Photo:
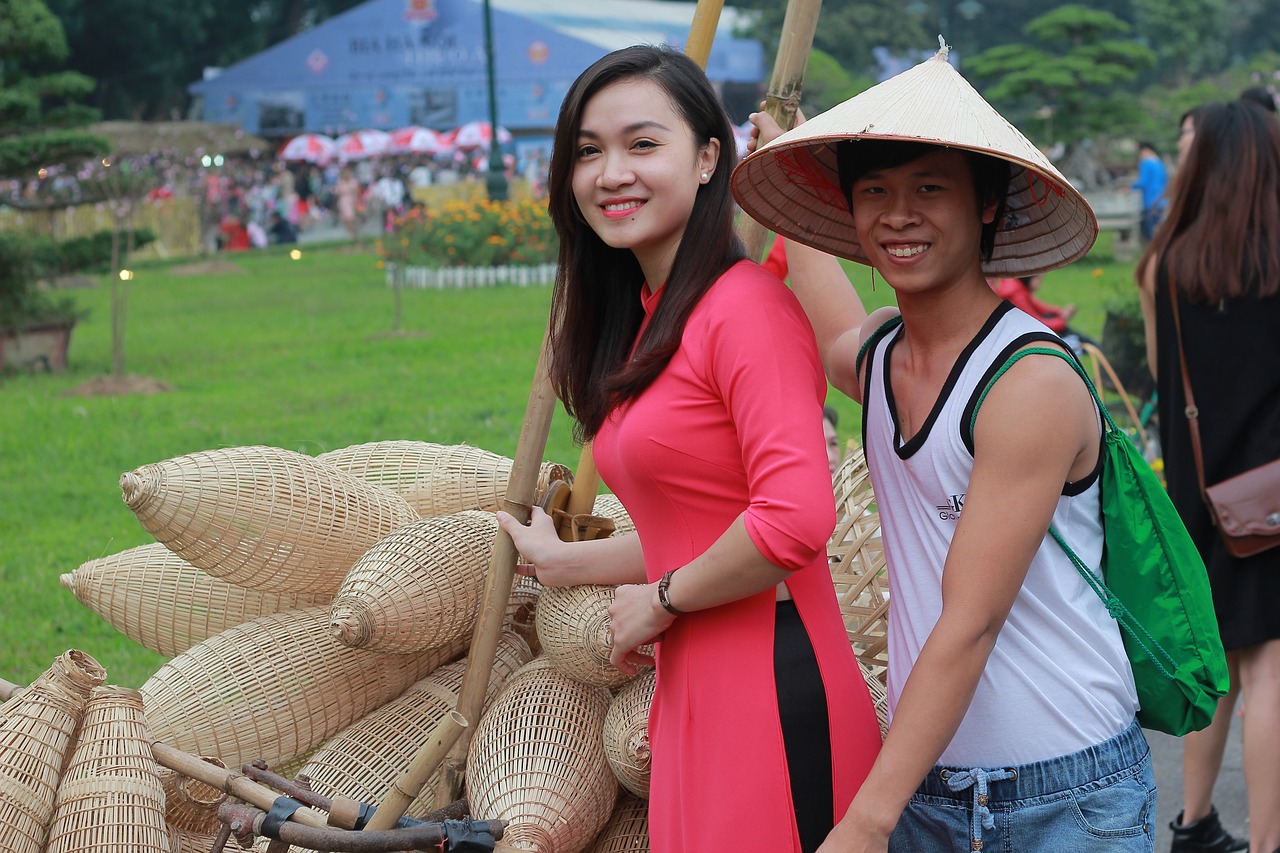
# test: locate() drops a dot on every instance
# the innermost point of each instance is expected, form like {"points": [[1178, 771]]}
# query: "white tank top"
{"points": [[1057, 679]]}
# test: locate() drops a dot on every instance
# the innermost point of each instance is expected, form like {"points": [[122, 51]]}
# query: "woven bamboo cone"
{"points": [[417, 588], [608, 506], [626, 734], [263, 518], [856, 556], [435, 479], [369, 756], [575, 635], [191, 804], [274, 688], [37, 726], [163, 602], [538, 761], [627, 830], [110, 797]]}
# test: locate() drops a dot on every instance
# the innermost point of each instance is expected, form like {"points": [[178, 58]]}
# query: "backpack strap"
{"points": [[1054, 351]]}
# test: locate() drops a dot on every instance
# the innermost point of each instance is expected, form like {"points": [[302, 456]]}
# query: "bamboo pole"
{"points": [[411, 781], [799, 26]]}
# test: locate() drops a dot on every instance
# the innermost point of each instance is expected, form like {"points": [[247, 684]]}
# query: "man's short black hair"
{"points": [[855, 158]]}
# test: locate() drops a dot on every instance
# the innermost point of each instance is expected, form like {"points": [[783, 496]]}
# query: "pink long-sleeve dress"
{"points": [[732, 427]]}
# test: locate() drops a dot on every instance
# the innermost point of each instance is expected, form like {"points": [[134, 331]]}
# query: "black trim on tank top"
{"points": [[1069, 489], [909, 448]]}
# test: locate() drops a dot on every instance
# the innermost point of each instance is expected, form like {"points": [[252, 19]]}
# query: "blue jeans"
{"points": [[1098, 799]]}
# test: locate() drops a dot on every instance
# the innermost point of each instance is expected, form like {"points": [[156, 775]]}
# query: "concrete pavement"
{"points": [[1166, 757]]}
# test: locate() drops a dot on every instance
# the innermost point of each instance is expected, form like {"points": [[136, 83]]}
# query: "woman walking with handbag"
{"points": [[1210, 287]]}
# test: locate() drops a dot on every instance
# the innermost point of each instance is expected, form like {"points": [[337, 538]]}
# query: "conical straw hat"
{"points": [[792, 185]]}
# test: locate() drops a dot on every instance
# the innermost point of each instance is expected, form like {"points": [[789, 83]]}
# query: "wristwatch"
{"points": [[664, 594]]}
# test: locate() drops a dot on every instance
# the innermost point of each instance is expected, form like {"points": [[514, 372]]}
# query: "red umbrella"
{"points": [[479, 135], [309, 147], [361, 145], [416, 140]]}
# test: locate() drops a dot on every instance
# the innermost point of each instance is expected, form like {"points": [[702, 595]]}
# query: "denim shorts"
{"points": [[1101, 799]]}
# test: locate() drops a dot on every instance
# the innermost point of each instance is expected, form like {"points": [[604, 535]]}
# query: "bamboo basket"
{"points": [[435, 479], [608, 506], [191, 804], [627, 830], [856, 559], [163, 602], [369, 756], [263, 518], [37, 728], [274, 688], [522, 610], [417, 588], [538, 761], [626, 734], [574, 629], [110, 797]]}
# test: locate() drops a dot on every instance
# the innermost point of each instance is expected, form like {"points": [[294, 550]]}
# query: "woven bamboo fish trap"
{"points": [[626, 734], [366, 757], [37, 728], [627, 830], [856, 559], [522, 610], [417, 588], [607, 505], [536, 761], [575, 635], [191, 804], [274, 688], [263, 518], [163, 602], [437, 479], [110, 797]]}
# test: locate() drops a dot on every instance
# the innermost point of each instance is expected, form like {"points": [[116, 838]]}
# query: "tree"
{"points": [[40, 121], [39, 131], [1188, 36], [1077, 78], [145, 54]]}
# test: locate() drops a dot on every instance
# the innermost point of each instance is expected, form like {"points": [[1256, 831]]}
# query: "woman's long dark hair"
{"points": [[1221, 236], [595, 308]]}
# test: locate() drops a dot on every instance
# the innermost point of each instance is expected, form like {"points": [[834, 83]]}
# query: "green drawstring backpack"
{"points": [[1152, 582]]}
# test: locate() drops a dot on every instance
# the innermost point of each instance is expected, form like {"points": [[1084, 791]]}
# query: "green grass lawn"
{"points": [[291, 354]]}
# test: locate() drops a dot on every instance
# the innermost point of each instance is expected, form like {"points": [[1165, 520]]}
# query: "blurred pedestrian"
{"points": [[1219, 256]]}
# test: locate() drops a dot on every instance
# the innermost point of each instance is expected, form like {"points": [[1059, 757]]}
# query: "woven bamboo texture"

▬▬▬▬▬▬▬▬▬▬

Prompt:
Omit the pictures and restate the rest of the records verbatim.

Exercise output:
Photo:
# test: locate() drops a dot on every instance
# the innermost point of each instance is expected, form like {"points": [[1178, 771]]}
# query: "white tank top"
{"points": [[1057, 679]]}
# test: locate() drops a dot on every instance
# the innermost point of each instance is expected, form like {"points": [[122, 51]]}
# query: "woven bamboo cone"
{"points": [[417, 588], [608, 506], [626, 734], [263, 518], [856, 556], [435, 479], [369, 756], [575, 635], [191, 804], [274, 688], [37, 726], [163, 602], [538, 761], [627, 830], [110, 797]]}
# test: locate() drops a dot on every instance
# the innermost point of each instance is expected, form like {"points": [[178, 58]]}
# query: "backpack strap"
{"points": [[1054, 351]]}
# test: locate() drops a dot on every instance
# the innermost point of each instance is expected, form like {"points": [[302, 456]]}
# query: "bamboo pole"
{"points": [[411, 781], [799, 26]]}
# test: locate() drops a dot on every instance
# the innermost point of each instance is expected, form like {"points": [[247, 684]]}
# query: "man's short black hair"
{"points": [[855, 158]]}
# test: locate() drops a dot on every instance
# the innermost point of each instance is expected, form like {"points": [[783, 496]]}
# query: "pink long-sleeve dress"
{"points": [[732, 427]]}
# test: locate() drops a dot on every instance
# the innermost point of each instance is expected, form like {"points": [[134, 331]]}
# query: "black trim on tank top"
{"points": [[1069, 489], [909, 448]]}
# test: locate() drops a dot on every instance
# the innermost point of each instance is expected, form like {"points": [[252, 19]]}
# query: "blue jeans"
{"points": [[1098, 799]]}
# test: locate() drops a dot on every instance
# the innermost point of each instance is expected, form like {"points": [[156, 775]]}
# query: "concrete pavement"
{"points": [[1166, 757]]}
# test: locate() drops a dot on every instance
# the innermost point of each instance is expected, form like {"points": [[136, 83]]}
# query: "woman walking with handbag"
{"points": [[1210, 287]]}
# test: locate() drops a dot on every instance
# the innermost point of each instance is expected, form like {"points": [[337, 538]]}
# query: "conical straw hat"
{"points": [[792, 185]]}
# test: locate() drops a dot on every instance
# the innermost point of each instance is expected, form like {"points": [[789, 83]]}
# query: "wristwatch"
{"points": [[664, 594]]}
# test: locate() drops a dot on every instance
# the innermost point of each instance is expected, form like {"points": [[514, 372]]}
# query: "red umbrella"
{"points": [[479, 135], [309, 147], [361, 145], [416, 140]]}
# test: locate() drops a dot on every instance
# the innermost point of each instance is expected, form like {"points": [[702, 595]]}
# query: "denim shorts"
{"points": [[1101, 799]]}
# test: locate() drops a dot on every instance
# the innermost point of each instance is expected, form like {"points": [[604, 535]]}
# query: "bamboo basket"
{"points": [[435, 479], [608, 506], [191, 804], [627, 830], [856, 559], [163, 602], [369, 756], [263, 518], [37, 728], [274, 688], [522, 610], [417, 588], [538, 761], [626, 734], [574, 629], [110, 797]]}
# test: locate() drops a dot on every instance
# the innermost point of each instance is expected, form like {"points": [[294, 550]]}
# query: "woven bamboo fish trap"
{"points": [[626, 734], [366, 757], [37, 728], [627, 830], [856, 559], [522, 610], [417, 588], [607, 505], [536, 761], [575, 635], [191, 804], [274, 688], [263, 518], [163, 602], [437, 479], [110, 797]]}
# test: locate() drops a dot on every instance
# the innermost point of each instance is expected, form like {"points": [[116, 838]]}
# query: "tree"
{"points": [[40, 121], [39, 131], [1188, 36], [1077, 78], [145, 54]]}
# test: locate() drops a dot on every instance
# the innermost point of each instance is expected, form like {"points": [[1256, 831]]}
# query: "woman's long dark hair"
{"points": [[1221, 236], [595, 308]]}
# test: locate() drops a dot on every instance
# the innermost point of each instance is expected, form like {"points": [[834, 83]]}
# query: "green drawstring backpack"
{"points": [[1152, 582]]}
# test: locate() drops a dot on every instance
# the innermost point of each instance is expected, form like {"points": [[1084, 791]]}
# query: "green grass lawn"
{"points": [[291, 354]]}
# test: locate() drops a dot on every instance
# the innermost point of each instance is expected, form like {"points": [[1165, 520]]}
# query: "blurred pedestrian"
{"points": [[1219, 256]]}
# test: locate() drops a dot on every instance
# the innermost point of each instance is expected, form like {"points": [[1059, 757]]}
# query: "woven bamboo texture"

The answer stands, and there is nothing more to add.